Instructions for the task
Gather all lines from the material that contain the word "storm".

Extracted records
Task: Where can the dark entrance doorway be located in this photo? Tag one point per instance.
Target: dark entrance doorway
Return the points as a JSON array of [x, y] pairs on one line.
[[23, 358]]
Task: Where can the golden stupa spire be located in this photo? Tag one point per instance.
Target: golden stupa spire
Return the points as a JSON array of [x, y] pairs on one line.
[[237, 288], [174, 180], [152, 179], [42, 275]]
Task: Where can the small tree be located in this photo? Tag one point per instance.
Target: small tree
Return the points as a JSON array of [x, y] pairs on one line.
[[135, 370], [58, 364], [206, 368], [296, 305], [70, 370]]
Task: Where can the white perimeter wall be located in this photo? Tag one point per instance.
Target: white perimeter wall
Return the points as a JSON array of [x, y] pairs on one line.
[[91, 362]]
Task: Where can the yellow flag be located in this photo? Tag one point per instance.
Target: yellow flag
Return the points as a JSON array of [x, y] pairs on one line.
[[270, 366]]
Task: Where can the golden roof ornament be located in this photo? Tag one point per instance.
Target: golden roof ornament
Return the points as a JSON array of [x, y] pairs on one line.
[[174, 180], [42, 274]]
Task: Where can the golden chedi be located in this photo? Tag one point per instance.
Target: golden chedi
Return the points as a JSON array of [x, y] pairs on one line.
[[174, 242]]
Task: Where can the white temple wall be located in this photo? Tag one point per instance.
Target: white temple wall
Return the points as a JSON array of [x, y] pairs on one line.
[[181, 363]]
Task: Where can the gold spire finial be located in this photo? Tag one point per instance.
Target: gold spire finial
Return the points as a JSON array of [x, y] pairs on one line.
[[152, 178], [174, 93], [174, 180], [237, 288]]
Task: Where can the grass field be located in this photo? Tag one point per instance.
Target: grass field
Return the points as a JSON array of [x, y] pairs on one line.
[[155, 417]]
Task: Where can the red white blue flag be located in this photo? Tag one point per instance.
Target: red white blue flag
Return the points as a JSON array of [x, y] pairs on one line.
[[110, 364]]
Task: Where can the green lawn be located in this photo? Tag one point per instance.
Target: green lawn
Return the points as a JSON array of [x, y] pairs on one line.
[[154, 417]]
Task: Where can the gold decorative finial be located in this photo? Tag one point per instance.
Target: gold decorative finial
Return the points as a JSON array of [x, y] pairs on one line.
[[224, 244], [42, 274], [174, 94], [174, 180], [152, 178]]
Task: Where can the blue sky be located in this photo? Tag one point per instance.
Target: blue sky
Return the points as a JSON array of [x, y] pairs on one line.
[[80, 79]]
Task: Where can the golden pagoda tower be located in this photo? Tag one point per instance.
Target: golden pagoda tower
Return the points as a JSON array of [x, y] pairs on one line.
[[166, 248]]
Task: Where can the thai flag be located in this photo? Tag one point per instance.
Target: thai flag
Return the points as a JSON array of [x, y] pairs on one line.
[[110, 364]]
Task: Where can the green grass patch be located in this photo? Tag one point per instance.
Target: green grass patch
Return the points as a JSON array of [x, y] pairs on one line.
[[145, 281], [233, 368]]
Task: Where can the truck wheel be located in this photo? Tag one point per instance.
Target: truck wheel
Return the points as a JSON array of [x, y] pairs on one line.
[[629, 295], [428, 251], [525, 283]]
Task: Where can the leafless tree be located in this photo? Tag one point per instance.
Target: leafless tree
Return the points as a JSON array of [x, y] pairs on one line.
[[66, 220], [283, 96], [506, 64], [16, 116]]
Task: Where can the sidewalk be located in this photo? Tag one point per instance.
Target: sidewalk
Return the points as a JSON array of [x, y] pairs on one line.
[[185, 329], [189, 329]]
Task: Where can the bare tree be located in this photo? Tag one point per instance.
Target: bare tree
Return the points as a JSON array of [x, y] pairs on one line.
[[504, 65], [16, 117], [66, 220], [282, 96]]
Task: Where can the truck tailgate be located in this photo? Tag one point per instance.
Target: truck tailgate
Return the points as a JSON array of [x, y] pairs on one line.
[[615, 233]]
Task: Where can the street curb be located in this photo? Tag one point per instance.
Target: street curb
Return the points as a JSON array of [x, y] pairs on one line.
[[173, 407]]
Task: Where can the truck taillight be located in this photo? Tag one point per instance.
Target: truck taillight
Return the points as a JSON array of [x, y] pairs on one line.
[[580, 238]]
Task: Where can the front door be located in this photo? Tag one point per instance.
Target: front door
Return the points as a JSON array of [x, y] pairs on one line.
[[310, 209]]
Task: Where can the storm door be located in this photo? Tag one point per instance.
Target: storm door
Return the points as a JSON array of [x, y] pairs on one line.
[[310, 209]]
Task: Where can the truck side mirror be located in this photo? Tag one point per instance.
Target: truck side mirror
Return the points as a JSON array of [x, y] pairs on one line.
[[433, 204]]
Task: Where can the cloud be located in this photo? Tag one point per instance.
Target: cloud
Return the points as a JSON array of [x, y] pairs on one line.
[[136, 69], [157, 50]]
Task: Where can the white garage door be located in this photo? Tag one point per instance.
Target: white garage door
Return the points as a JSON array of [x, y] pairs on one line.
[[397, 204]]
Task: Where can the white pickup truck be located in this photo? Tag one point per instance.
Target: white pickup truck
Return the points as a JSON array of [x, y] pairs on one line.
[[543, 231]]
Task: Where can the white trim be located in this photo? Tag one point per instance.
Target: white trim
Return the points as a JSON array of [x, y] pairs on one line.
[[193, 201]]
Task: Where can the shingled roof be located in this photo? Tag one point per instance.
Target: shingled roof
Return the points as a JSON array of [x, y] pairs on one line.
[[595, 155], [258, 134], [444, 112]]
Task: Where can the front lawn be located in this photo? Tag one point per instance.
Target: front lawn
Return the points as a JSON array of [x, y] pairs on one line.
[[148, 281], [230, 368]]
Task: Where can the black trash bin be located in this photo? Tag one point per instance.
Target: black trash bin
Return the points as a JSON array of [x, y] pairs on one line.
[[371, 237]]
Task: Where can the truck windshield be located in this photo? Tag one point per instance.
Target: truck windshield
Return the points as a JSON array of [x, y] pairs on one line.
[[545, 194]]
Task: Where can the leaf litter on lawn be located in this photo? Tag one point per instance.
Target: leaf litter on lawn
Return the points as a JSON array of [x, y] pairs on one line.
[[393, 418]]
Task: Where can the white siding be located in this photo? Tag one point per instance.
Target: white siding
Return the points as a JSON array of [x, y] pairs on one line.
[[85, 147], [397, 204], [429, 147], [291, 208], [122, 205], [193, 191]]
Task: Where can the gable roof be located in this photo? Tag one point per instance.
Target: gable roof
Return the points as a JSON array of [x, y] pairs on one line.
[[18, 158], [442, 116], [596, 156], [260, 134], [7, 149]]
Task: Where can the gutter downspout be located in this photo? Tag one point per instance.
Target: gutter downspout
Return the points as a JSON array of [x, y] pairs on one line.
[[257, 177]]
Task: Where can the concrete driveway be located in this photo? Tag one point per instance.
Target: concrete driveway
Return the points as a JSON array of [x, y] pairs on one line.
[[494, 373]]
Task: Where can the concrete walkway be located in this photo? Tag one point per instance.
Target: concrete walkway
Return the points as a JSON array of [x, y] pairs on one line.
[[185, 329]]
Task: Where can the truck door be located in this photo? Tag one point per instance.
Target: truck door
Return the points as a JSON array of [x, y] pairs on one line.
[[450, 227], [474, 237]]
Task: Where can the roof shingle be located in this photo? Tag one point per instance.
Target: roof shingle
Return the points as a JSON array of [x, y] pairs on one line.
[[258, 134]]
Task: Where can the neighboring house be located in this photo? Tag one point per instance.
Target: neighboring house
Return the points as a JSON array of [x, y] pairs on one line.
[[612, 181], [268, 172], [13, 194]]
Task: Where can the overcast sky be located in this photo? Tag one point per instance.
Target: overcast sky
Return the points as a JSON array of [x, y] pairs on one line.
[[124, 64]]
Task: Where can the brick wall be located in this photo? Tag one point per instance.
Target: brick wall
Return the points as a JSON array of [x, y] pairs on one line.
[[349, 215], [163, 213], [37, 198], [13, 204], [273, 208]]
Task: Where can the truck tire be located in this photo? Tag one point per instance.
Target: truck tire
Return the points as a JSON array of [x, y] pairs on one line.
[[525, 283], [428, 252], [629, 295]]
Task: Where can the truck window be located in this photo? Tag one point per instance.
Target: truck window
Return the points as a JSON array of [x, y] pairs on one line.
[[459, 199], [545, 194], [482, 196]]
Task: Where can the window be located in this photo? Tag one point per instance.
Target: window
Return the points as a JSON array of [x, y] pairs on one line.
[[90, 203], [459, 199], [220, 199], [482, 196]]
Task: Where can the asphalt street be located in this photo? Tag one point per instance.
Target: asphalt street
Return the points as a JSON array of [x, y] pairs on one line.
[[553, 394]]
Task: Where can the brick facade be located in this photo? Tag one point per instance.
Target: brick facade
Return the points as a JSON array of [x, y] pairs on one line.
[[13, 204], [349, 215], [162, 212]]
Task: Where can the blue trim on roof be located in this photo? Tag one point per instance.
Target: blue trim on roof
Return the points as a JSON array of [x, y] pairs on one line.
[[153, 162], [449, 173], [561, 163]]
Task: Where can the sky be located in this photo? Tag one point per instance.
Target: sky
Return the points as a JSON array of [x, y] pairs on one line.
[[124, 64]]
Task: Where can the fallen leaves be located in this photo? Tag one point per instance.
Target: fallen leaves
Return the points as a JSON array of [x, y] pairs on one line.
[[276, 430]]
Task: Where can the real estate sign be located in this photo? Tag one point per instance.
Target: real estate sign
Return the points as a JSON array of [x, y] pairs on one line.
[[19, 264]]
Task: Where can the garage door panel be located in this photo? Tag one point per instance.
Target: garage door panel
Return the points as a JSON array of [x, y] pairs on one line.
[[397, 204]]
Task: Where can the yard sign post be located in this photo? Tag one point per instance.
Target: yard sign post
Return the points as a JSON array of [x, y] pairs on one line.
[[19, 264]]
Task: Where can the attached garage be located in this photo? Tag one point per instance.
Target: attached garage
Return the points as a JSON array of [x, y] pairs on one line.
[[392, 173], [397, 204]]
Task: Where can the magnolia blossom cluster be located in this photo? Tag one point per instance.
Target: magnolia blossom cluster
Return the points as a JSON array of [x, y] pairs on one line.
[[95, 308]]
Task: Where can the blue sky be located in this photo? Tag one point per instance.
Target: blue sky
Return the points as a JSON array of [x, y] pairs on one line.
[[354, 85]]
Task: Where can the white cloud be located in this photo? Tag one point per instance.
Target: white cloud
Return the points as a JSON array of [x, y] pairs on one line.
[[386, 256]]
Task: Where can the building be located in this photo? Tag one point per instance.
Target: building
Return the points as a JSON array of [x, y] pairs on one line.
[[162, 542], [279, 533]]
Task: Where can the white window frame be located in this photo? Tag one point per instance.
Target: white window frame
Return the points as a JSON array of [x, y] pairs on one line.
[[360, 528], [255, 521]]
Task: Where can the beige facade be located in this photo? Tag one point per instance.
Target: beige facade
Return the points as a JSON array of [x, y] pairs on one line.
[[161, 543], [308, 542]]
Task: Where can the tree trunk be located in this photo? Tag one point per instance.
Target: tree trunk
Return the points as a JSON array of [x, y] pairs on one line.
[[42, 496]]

Answer to this problem
Task: Where can the storm door be located in this photo? Tag one point per instance.
Target: storm door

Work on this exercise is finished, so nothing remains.